◆ **WHAT NEEDS TO BE DONE**
Reproduce the passage from the court opinion on the compromise settlement word for word, starting at "It is evident" and ending at "by the settlement.".

◆ **SELECTED EXCERPT**
══════
It is evident that the entire transaction had its inception in the violation of a positive federal statute, and the approval by the county court of the compromise in a manner not in accordance with the state statutes could imaprt no validity or binding force to such compromise attempted to be made by the settlement.
Nearly the identical proposition contended for by defendant was passed upon adversely by this court in the case of Tidal Oil Co. v. Flanagan, 87 Okla. 231, 209 Pac. 729, where it is said in the opinion:
“Counsel for the plaintiff in error very earnestly insist that although the judgment of the district court of Creek county quieting the title to the lands in Arnold, Hyams, and Lawison be void, this fact does not invalidate the compromise settlements between the guardian of Robert Marshall and Arnold approved by the probate court of Creek county. * * * The guardian of Marshall, and Arnold, Hyams, and Lawison, in entering into ‘the compromise agreements, were attempting to make agreements conveying an interest in restricted allotted Indian lands. Such lands may not be conveyed or title acquired except in the manner prescribed by law.”
══════
◆ **PROVIDED DATA**
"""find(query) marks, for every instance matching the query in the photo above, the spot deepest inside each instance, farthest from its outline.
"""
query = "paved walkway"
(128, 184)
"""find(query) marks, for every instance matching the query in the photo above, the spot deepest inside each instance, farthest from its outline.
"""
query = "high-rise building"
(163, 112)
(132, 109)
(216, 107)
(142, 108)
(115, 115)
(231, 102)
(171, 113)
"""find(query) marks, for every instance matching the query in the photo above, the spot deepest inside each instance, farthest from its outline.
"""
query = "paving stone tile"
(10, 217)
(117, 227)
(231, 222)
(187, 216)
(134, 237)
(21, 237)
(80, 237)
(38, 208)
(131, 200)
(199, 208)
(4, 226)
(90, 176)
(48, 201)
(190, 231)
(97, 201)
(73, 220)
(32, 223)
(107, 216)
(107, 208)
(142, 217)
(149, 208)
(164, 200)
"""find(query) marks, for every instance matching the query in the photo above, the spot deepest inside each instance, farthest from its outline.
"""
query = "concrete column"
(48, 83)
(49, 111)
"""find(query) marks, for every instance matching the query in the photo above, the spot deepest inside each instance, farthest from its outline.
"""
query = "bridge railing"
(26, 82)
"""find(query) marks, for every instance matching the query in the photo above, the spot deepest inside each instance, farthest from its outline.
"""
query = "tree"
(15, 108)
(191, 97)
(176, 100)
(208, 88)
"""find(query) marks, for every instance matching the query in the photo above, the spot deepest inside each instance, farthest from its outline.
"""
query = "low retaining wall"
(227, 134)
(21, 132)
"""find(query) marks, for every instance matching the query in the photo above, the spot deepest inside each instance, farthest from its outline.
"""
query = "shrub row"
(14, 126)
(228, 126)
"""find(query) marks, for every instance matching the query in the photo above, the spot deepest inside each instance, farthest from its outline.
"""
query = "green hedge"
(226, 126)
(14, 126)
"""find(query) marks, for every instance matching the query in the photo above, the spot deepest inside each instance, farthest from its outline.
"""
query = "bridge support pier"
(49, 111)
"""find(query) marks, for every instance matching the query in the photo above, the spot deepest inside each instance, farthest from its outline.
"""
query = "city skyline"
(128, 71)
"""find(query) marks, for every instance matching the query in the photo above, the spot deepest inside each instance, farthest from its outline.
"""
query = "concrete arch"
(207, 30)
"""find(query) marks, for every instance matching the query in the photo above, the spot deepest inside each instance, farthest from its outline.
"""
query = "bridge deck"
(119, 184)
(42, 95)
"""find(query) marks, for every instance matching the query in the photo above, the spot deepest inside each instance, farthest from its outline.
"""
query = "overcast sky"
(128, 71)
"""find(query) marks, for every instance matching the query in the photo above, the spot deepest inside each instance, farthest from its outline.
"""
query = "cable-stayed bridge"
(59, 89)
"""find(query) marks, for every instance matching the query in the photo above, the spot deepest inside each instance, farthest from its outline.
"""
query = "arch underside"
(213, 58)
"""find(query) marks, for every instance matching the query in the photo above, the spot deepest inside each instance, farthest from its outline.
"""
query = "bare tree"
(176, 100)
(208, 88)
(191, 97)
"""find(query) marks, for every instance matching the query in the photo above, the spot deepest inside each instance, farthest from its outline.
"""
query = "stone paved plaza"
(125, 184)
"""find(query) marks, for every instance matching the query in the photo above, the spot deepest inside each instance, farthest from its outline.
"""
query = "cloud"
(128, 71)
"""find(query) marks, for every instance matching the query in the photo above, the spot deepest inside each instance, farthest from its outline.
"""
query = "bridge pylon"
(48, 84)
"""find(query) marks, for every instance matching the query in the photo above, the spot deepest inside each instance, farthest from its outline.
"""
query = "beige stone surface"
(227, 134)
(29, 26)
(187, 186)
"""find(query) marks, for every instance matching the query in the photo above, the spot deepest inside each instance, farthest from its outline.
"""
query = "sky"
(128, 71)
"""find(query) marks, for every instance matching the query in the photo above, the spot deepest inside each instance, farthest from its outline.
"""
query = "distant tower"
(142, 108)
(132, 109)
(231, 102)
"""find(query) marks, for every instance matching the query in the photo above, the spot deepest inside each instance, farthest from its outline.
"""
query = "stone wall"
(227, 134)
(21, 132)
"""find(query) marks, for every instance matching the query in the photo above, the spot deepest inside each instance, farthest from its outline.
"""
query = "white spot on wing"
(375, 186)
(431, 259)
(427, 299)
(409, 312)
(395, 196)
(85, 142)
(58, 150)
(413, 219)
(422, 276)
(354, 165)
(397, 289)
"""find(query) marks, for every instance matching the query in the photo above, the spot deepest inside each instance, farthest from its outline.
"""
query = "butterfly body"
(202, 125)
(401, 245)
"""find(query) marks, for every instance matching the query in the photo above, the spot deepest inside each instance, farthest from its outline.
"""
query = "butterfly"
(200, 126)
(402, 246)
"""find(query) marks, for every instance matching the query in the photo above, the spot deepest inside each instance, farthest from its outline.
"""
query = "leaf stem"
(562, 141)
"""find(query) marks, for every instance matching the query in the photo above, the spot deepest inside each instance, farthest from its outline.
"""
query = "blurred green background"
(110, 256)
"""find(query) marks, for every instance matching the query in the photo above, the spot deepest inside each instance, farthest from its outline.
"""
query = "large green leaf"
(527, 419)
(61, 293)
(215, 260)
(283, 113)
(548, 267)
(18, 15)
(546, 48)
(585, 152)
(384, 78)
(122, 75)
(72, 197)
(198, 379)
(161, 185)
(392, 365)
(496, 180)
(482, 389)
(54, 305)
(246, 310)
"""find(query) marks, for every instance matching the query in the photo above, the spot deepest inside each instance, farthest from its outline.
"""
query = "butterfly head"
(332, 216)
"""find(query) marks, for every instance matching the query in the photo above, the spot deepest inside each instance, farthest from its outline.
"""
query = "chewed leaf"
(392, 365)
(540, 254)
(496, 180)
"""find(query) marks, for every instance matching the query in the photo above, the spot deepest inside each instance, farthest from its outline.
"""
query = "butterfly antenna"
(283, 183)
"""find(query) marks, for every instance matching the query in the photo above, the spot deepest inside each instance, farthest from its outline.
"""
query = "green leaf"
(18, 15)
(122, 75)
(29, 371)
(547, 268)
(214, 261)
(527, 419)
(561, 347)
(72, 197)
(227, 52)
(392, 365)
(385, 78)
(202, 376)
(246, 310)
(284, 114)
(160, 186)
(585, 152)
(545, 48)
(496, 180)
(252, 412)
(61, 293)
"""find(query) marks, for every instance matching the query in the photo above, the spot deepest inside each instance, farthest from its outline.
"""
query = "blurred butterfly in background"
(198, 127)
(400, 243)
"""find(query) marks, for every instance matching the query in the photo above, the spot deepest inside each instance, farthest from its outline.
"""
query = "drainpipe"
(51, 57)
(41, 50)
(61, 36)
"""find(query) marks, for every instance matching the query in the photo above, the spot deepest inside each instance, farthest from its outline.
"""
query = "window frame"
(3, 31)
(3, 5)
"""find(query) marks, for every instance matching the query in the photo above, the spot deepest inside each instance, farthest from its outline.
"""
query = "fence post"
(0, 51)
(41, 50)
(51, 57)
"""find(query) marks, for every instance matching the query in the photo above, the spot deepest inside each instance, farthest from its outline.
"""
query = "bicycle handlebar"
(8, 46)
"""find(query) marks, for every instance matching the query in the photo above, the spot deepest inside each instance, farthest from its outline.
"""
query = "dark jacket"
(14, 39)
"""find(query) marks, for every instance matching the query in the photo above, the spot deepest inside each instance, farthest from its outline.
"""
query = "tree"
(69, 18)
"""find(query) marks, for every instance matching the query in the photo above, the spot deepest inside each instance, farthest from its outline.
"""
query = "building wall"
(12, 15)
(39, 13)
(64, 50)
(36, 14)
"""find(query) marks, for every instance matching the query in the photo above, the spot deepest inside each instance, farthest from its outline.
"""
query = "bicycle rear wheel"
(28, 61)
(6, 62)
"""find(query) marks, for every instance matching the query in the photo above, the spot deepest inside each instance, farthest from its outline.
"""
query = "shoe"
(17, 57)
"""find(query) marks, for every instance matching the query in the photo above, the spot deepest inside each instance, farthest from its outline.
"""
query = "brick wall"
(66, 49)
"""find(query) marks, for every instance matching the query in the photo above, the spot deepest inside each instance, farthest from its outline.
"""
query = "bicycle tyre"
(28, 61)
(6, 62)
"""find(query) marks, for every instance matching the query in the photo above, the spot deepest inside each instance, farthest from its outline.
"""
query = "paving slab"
══════
◆ **ANSWER TO THE EXERCISE**
It is evident that the entire transaction had its inception in the violation of a positive federal statute, and the approval by the county court of the compromise in a manner not in accordance with the state statutes could imaprt no validity or binding force to such compromise attempted to be made by the settlement.